Coordinate annotation entries:
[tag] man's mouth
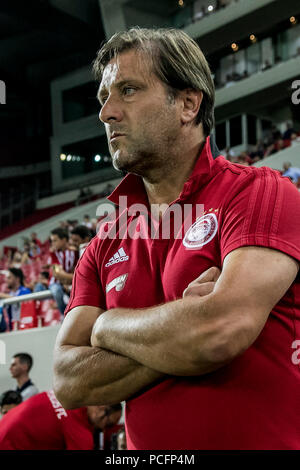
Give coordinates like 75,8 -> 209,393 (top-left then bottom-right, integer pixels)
110,132 -> 125,141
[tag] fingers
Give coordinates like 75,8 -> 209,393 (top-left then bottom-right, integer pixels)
193,266 -> 221,282
182,282 -> 215,297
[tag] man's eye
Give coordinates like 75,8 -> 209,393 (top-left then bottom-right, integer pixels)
100,96 -> 107,106
123,86 -> 136,96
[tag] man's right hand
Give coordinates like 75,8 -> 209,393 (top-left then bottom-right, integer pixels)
182,266 -> 221,298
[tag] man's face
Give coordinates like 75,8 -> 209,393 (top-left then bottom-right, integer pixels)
6,272 -> 19,290
98,50 -> 181,176
50,235 -> 67,251
9,357 -> 27,379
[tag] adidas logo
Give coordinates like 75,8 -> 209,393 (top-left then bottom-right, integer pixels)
105,248 -> 129,268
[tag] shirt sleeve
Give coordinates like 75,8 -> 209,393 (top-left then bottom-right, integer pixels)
65,237 -> 106,315
220,167 -> 300,263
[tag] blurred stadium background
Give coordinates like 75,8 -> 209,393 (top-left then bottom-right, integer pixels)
0,0 -> 300,436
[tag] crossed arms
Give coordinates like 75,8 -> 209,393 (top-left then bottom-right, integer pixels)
54,247 -> 299,409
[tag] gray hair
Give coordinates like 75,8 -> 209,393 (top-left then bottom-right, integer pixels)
93,27 -> 215,135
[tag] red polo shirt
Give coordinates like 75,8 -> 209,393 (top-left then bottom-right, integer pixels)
0,390 -> 94,450
66,138 -> 300,449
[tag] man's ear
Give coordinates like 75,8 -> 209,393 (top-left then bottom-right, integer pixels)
180,88 -> 203,124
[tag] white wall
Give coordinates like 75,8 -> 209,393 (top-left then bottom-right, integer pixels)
36,178 -> 121,209
0,194 -> 113,252
0,326 -> 60,393
253,144 -> 300,170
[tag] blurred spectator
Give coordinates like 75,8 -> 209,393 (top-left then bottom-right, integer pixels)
33,271 -> 49,292
9,353 -> 39,401
0,390 -> 121,450
282,122 -> 296,140
224,147 -> 235,162
30,232 -> 42,248
9,250 -> 22,269
282,162 -> 300,183
0,390 -> 22,416
81,214 -> 92,229
117,428 -> 127,450
0,268 -> 31,330
70,225 -> 92,257
49,227 -> 79,316
261,60 -> 272,72
99,183 -> 115,197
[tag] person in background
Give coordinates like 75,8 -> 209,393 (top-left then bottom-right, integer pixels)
0,390 -> 23,416
49,227 -> 78,315
117,427 -> 127,450
70,225 -> 92,256
0,268 -> 31,330
9,353 -> 39,401
33,271 -> 49,292
282,162 -> 300,183
0,390 -> 121,450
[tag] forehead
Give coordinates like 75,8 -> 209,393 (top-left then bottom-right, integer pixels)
99,50 -> 151,91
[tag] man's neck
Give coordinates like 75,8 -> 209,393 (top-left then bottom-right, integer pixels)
143,138 -> 205,209
17,374 -> 29,388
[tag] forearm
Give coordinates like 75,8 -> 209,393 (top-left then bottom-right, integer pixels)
92,296 -> 233,376
54,346 -> 163,408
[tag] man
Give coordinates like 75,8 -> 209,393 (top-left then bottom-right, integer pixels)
54,29 -> 300,450
9,353 -> 39,401
70,225 -> 92,256
0,390 -> 121,450
49,227 -> 78,315
0,390 -> 22,416
0,268 -> 31,330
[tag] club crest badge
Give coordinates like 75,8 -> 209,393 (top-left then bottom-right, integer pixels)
182,214 -> 218,249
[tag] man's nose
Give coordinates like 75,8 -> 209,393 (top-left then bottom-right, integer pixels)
99,96 -> 123,124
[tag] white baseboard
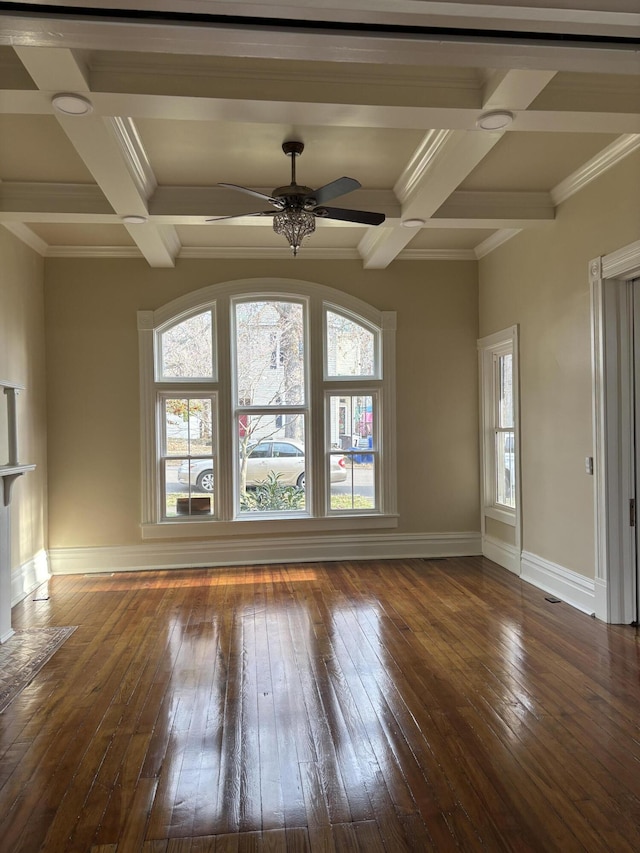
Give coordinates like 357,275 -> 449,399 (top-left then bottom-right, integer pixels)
482,534 -> 520,575
520,551 -> 596,616
49,532 -> 481,575
11,551 -> 51,607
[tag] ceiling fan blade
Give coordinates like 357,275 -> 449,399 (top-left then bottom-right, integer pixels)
311,178 -> 362,204
313,205 -> 385,225
218,184 -> 277,204
205,210 -> 278,222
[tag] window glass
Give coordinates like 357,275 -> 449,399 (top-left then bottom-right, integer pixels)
326,310 -> 376,377
496,431 -> 516,508
498,353 -> 513,428
328,394 -> 377,512
238,412 -> 306,515
161,396 -> 216,518
235,300 -> 305,406
144,281 -> 396,524
159,311 -> 214,379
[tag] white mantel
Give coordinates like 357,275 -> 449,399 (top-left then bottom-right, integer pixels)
0,380 -> 36,643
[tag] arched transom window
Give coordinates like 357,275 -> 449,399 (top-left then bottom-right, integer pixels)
138,280 -> 396,536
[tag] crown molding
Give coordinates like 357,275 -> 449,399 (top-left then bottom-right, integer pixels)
396,249 -> 477,261
44,246 -> 144,259
1,222 -> 47,257
551,133 -> 640,206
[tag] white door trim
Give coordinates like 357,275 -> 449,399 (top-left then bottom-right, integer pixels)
589,240 -> 640,623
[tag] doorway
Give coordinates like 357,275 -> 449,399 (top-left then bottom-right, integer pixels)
589,241 -> 640,625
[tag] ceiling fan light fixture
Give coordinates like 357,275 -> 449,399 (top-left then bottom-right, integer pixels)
476,110 -> 514,130
273,207 -> 316,256
51,92 -> 93,116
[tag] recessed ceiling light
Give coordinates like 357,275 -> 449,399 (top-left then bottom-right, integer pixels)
51,92 -> 93,116
121,213 -> 147,225
476,110 -> 513,130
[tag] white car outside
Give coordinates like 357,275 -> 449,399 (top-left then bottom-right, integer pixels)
178,439 -> 347,492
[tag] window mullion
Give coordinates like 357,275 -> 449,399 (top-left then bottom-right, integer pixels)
215,296 -> 235,521
307,296 -> 329,516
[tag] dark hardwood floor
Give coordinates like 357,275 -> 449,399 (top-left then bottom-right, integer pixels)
0,558 -> 640,853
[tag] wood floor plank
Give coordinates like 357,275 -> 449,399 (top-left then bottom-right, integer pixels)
0,557 -> 640,853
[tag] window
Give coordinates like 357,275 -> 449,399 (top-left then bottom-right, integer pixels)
138,281 -> 397,537
478,327 -> 518,525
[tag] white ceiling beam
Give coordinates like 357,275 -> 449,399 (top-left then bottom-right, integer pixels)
358,131 -> 502,269
358,65 -> 568,269
482,69 -> 556,110
2,222 -> 48,257
6,0 -> 640,35
11,47 -> 180,267
149,186 -> 400,220
125,222 -> 180,267
0,181 -> 556,234
0,87 -> 640,134
0,11 -> 640,74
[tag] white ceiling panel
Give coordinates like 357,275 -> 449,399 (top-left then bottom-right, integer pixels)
0,5 -> 640,269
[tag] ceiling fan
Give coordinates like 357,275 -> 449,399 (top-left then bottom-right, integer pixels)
207,140 -> 385,255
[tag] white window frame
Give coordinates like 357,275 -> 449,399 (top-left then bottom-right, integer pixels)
478,326 -> 520,528
138,278 -> 398,539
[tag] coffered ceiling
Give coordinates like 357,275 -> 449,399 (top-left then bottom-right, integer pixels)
0,0 -> 640,269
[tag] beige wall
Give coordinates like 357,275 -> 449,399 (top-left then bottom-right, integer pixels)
479,154 -> 640,577
0,227 -> 47,569
46,258 -> 479,548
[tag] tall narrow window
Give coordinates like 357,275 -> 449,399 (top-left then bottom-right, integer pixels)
478,327 -> 519,525
233,299 -> 309,516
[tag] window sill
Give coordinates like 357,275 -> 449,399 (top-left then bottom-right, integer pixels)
484,506 -> 516,527
141,515 -> 398,539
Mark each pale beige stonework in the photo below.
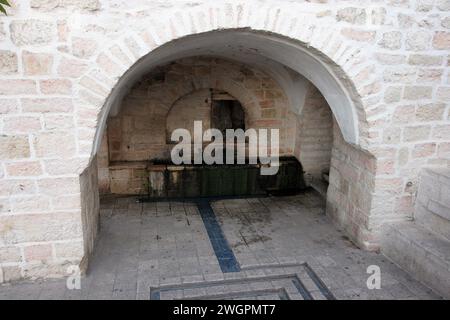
[0,0,450,281]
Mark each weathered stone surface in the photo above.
[30,0,101,11]
[378,31,402,50]
[10,19,55,46]
[3,116,41,134]
[0,79,37,95]
[22,98,73,113]
[0,99,19,114]
[72,37,97,59]
[34,131,76,158]
[433,31,450,50]
[403,86,433,100]
[336,7,366,24]
[57,58,87,78]
[22,51,53,76]
[416,103,445,121]
[408,54,444,66]
[5,161,42,177]
[405,31,431,51]
[39,79,72,95]
[0,135,30,160]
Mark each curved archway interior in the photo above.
[93,30,359,154]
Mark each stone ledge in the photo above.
[381,222,450,298]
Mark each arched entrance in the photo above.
[74,25,377,278]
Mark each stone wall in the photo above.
[108,57,295,162]
[80,158,100,271]
[414,168,450,240]
[326,123,378,249]
[295,83,333,179]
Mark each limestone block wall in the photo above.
[107,57,296,162]
[414,168,450,240]
[79,158,100,271]
[294,83,333,178]
[0,0,450,281]
[326,123,378,249]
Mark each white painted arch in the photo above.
[92,28,361,156]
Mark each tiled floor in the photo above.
[0,191,439,299]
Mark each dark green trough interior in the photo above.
[147,157,306,198]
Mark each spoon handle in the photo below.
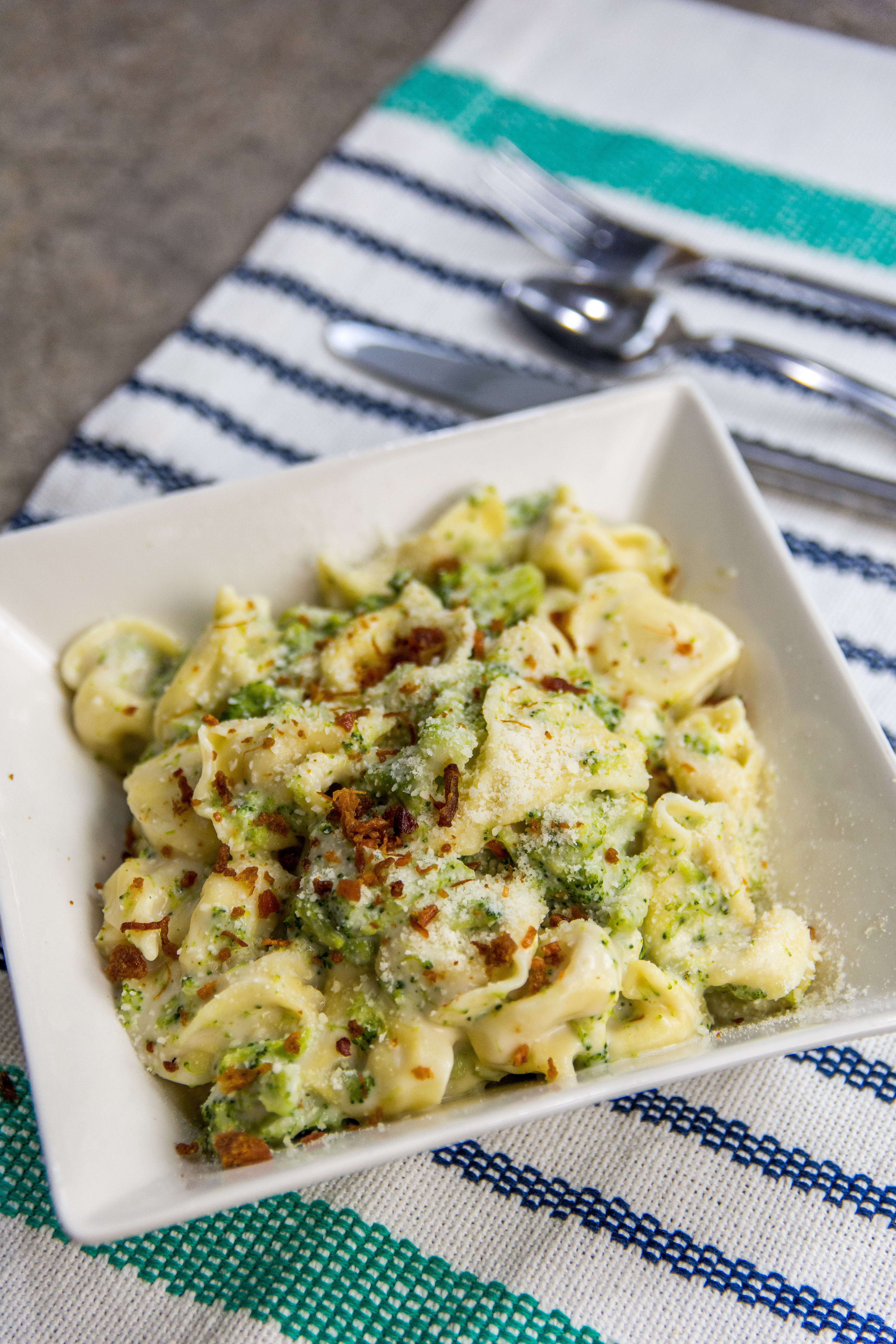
[693,335,896,430]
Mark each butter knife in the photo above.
[325,321,896,523]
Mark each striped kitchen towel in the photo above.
[0,0,896,1344]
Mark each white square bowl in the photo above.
[0,379,896,1242]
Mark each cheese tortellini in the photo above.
[62,488,817,1167]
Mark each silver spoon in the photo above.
[502,276,896,430]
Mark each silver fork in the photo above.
[482,140,896,335]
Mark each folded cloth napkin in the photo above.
[0,0,896,1344]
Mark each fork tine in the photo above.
[489,183,583,266]
[485,171,591,257]
[498,140,609,234]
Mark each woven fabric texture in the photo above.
[0,0,896,1344]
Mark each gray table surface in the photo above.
[0,0,896,520]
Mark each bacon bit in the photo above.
[274,844,304,878]
[212,844,236,878]
[390,625,447,668]
[408,906,439,938]
[106,942,148,984]
[330,789,390,849]
[541,676,588,695]
[383,802,418,839]
[171,770,194,817]
[298,1129,326,1144]
[383,710,416,746]
[525,957,548,995]
[473,933,516,970]
[215,1064,271,1097]
[438,761,461,827]
[258,890,279,919]
[212,1129,274,1171]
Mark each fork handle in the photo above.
[676,335,896,430]
[672,254,896,336]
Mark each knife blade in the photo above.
[325,321,896,523]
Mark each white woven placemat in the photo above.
[7,0,896,1344]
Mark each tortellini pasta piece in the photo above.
[607,961,706,1062]
[564,570,740,711]
[665,696,766,814]
[317,487,508,606]
[528,487,672,590]
[60,620,180,773]
[446,677,649,853]
[153,587,275,742]
[644,793,815,999]
[466,919,619,1081]
[129,948,324,1087]
[125,741,218,863]
[321,582,476,694]
[97,856,203,961]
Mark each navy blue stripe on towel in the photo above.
[325,149,896,340]
[837,634,896,676]
[281,206,501,298]
[124,376,316,466]
[177,323,459,431]
[433,1140,896,1344]
[611,1089,896,1227]
[783,532,896,589]
[787,1046,896,1106]
[65,434,214,495]
[324,149,515,234]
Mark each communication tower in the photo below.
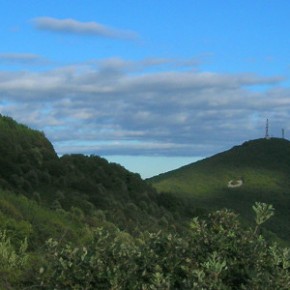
[265,119,270,139]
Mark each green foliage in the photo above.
[0,231,29,289]
[148,138,290,240]
[28,205,290,289]
[0,115,290,290]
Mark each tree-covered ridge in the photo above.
[148,138,290,240]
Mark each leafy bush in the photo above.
[32,203,290,290]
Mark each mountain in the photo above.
[0,115,290,290]
[148,138,290,238]
[0,115,184,247]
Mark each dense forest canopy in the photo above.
[0,116,290,290]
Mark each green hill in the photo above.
[0,115,290,290]
[148,138,290,238]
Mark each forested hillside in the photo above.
[0,116,290,290]
[149,138,290,241]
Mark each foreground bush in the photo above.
[30,203,290,290]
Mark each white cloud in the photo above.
[0,59,290,156]
[0,53,48,65]
[32,17,138,40]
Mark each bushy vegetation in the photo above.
[0,203,290,290]
[0,116,290,290]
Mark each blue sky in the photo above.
[0,0,290,177]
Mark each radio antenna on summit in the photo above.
[265,119,270,139]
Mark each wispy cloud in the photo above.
[0,53,48,65]
[0,59,290,156]
[32,17,138,40]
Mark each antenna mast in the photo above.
[265,119,270,139]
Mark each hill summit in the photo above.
[148,138,290,240]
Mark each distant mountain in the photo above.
[148,138,290,238]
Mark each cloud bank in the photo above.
[32,17,138,40]
[0,59,290,156]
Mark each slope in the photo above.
[148,138,290,238]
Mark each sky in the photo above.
[0,0,290,178]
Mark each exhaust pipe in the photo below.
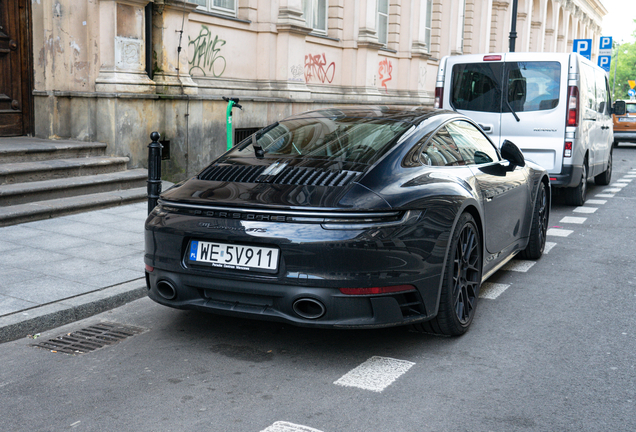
[157,280,177,300]
[293,298,327,319]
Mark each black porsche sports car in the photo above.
[145,107,551,335]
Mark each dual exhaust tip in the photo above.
[157,279,327,320]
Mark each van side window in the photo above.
[446,120,499,165]
[503,62,561,112]
[450,63,502,112]
[581,63,596,111]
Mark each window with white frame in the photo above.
[423,0,433,53]
[303,0,327,34]
[190,0,237,16]
[457,0,466,53]
[378,0,389,45]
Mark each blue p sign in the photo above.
[598,56,612,72]
[599,36,612,50]
[572,39,592,60]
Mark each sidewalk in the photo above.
[0,201,148,343]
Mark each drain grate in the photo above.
[32,322,144,354]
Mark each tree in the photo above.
[609,20,636,100]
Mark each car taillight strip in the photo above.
[340,285,415,295]
[159,200,400,223]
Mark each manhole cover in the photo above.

Your task:
Rewrite the material from its first line through the line containing "9,357 -> 27,379", both ends included, as a JSON list of strings with one string per line and no blank lines. Omit the pictures from the list.

The reply:
[
  "[tag] man's mouth",
  "Give coordinates like 75,8 -> 209,393 (top-left then bottom-right, integer pixels)",
  "110,132 -> 125,141",
  "[tag] fingers",
  "Give coordinates like 75,8 -> 209,393 (top-left then bottom-right, integer pixels)",
  "193,266 -> 221,282",
  "182,282 -> 215,297",
  "[tag] man's eye",
  "Give coordinates like 75,8 -> 209,393 (top-left then bottom-right, integer pixels)",
  "100,96 -> 107,106",
  "123,86 -> 136,96",
  "[tag] man's right hand",
  "Give coordinates like 75,8 -> 209,393 (top-left then bottom-right, integer pixels)",
  "182,266 -> 221,298",
  "[tag] man's face",
  "Give coordinates like 75,8 -> 209,393 (top-left then bottom-right, integer pixels)",
  "6,272 -> 19,290",
  "98,50 -> 181,176",
  "50,235 -> 67,251",
  "9,357 -> 27,379"
]